##### Supplied information

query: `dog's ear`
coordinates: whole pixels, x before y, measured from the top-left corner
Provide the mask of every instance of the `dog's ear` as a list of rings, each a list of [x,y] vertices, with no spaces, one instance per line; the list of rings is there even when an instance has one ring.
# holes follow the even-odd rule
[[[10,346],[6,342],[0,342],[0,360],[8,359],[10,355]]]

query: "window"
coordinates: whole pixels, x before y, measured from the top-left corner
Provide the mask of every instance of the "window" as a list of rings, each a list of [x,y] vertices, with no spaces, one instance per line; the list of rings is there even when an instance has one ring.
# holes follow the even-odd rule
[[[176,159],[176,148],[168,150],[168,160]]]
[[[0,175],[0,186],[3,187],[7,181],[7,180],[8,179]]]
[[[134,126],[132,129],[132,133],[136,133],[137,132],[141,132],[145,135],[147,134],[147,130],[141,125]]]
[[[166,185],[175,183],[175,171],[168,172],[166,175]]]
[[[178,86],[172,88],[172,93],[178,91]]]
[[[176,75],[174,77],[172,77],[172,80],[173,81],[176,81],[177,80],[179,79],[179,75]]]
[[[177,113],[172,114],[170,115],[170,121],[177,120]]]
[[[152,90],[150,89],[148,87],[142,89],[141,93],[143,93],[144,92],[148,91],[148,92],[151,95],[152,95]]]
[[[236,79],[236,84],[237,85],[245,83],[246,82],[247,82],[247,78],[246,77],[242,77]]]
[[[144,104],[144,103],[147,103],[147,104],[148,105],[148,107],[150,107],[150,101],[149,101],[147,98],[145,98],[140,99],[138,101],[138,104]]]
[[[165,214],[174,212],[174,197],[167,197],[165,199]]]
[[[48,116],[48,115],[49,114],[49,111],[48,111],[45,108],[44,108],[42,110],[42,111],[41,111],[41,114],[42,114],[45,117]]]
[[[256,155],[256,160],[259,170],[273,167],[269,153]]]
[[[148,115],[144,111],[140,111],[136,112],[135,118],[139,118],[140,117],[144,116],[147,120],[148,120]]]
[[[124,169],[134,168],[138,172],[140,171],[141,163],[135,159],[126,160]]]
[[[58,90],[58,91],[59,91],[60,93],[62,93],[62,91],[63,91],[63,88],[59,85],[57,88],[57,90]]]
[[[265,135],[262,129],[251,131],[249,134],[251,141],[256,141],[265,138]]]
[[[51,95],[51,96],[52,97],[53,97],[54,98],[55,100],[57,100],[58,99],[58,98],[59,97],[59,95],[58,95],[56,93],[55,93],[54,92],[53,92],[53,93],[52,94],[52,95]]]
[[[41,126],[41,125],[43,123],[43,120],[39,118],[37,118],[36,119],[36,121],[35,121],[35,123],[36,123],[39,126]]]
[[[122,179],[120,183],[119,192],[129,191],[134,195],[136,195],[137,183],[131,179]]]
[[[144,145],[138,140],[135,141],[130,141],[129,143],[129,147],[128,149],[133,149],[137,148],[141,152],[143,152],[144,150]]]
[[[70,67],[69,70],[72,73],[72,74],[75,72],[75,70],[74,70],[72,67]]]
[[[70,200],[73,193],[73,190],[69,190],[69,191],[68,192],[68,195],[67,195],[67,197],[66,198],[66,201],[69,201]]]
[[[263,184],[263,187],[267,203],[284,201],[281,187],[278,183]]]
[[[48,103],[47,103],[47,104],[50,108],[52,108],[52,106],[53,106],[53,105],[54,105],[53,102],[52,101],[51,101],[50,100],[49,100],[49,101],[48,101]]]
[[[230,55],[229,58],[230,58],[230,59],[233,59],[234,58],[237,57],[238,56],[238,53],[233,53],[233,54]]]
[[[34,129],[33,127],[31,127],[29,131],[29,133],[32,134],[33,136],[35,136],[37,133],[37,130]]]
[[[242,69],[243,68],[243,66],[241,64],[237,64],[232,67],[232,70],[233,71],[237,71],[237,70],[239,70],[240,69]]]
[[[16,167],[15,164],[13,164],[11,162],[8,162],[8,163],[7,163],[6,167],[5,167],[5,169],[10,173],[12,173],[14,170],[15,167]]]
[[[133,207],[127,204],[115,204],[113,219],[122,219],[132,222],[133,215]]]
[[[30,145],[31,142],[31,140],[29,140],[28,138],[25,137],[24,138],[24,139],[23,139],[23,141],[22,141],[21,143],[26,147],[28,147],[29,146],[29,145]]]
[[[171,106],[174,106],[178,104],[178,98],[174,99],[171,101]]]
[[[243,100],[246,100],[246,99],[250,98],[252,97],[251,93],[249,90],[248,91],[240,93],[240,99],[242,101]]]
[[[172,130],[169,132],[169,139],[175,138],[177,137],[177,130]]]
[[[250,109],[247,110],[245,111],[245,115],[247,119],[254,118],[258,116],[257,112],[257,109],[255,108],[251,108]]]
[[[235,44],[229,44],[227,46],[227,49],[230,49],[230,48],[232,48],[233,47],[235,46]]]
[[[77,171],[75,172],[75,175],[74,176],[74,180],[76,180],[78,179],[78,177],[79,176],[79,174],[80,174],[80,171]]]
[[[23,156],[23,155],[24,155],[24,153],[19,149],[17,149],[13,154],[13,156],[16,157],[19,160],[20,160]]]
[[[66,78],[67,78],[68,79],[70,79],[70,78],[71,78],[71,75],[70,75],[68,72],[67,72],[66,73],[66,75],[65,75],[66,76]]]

##########

Please locate each line in the listing that contains the string "every" and copy those lines out, treating uppercase and lowercase as different.

Solved problem »
Provide the mask of every instance of the `dog's ear` as a list of rings, each a list of [x,y] vertices, with no spaces, one instance per line; the list of rings is there even when an instance has one ring.
Provide the mask of every instance of the "window" as a list of rings, each a list of [x,y] vertices, with no spaces, one instance per line; the list of rings is there even when an instance has one ring.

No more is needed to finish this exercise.